-- start RECORDED INFORMATION --

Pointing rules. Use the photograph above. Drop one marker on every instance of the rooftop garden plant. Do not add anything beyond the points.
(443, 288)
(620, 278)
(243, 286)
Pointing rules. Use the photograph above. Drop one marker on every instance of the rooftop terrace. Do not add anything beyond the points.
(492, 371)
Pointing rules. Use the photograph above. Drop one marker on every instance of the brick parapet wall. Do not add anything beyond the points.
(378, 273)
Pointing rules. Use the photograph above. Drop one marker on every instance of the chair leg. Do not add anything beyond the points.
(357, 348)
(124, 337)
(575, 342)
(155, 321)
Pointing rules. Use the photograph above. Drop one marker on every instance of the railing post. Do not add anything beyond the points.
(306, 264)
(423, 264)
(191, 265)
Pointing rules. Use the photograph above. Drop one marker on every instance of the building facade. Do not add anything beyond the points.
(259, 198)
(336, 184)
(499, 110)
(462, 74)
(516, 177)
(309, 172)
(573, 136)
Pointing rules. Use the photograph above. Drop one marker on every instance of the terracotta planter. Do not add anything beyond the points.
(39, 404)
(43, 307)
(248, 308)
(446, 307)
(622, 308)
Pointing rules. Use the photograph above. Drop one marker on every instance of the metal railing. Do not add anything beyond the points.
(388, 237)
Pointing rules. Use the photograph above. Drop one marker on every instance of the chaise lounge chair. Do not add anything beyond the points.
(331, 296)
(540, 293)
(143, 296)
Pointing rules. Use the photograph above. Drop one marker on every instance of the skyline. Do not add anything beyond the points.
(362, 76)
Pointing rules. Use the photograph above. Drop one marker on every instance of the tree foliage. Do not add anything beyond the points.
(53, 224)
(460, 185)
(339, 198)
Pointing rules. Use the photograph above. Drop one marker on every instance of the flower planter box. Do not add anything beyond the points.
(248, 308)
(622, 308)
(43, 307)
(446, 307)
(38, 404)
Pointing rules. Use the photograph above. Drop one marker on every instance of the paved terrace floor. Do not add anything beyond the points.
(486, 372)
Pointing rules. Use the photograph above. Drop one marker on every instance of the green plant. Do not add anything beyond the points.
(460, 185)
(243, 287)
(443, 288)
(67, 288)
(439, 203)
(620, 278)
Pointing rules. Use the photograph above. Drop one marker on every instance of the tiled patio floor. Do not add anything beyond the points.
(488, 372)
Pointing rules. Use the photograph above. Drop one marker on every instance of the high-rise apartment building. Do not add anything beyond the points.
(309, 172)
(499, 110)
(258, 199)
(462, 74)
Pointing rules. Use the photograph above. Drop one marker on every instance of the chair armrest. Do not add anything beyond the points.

-- end RECORDED INFORMATION --

Turn the part of the records that opens with the line containing "of the green" and runs through their final line into a numbered list, omitting any blank lines.

● SOLUTION BELOW
1. Pointing rules. Use the photograph above. Drop one marker on every instance of the green plant. Do not add anything beyond the points.
2. (460, 185)
3. (243, 287)
4. (443, 288)
5. (67, 288)
6. (439, 203)
7. (620, 278)
8. Pointing rules. Use the photograph above. Drop one marker on every instance of the tiled patio floor. Do not add anything beyond the points.
9. (488, 372)
10. Pointing rules. Use the photograph above. Drop one marker on every instance of the high-rise apartment building. Do not add anything beyond the points.
11. (309, 172)
12. (499, 110)
13. (258, 199)
14. (462, 74)
15. Pointing rules. Use the photograph above. Drop one marker on every instance of the chair armrest. Do not add anything beyond the points.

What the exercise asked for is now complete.